---------- Source document

Examples do a lot of work for you.  Use them to every advantage.

Neel posted something interesting in the other thread, regarding "establishing a symbolic language"; I thought this was such a blatantly powerful tool that I used explicitly in Torchbearer.  The idea behind it was that, once you were entrenched in your symbolic language, you could say things like, "You encounter a woman in a garden; the butterflies will not go near her", and this conveys, "You encounter a woman in a garden; her beauty is proof against the vagaries of experience and age (depending on what concept you tie the butterfly symbol to)".  The players are encouraged to narrate fabulous things, because the fabulous is inherently more meaningful than the prosaic, but only in very specific, narrow ways.

Hm.  Upon taking a shower and thinking on this more thoroughly, I think what's useful about my system is that the symbolic language is a means, not an end.  Making it a tool rather than an accomplishment takes the pressure off Wushu embellishments; it could work here as well.

Jonathan Walton

"The butterflies will not go near her."

Damn fricken' straight, Shreyas.  That's a great example.  Depending on the context of your symbolic language, "Father walks across the lily petals" could do something very similar, telling you a great deal about the character of "father" without having to use many words.  It really is the case that everything is potentially a way of conveying Color in a mythic playing style, and almost needs to be.

What many people miss, I think, is something that Shreyas is hinting at: things need not be incredible effective to be mythic.  This is the mistake of thinking all mythic stuff needs to be like Classical Greek or Wuxia heroics.  In the context of the game, snuffing out the sun might just be something that people do, just like they would walk down the street.  After all, father's ability to walk on lotus petals (as they are floating on the water's surface, presumably) doesn't render him especially effective.  It's just another way of getting to the sanctum.  It just looks damn cool.

As another example, consider the Matrix, which has killer mythic undertones.  If everyone can bend the laws of reality, it doesn't end up meaning much in the game world, just to the audience (who can't bend those laws).  In this way, the second two movies ended up being kind of, well, normal.  Once Neo and Smith were both flying around and doing wonky stuff, it stopped mattering, because it became normal behavior.  They began saving all their budget for effects that were supposed to blow your mind (and often didn't), instead of stuff that just looked really cool (the first movie was basically driven by a strong sense of "coolness").

In many ways, this is why Exalted really doesn't do much for me, in play.  I love the setting and I love the concepts and mythology.  But the Charm system, which provides the bulk of the coolness factor, mostly revolves around doing really flashy and effective stuff (in combat, in achieving your aims, in sneaking around, etc.).  It provides virtually no support for doing mythic stuff just for sheer coolness (having thunder punctuate your threats or flowers blossom in your footsteps), which, to me, is the most exquisite part of the flavor-text.

--------------------
---------- Dataset extract

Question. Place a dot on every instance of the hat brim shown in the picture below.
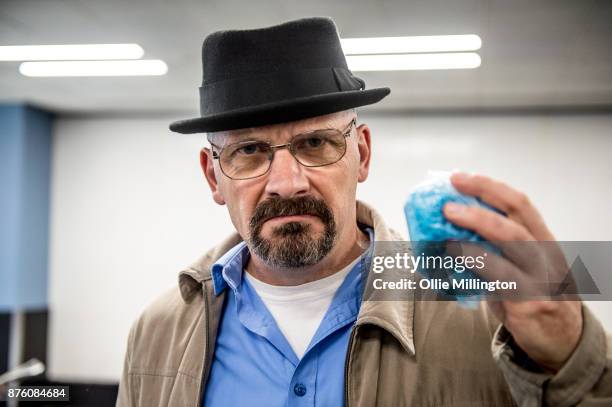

--------------------

> Stated problem: List every game the mythic-play discussion above mentions by name.

> Answer for the task: Torchbearer, Wushu, Exalted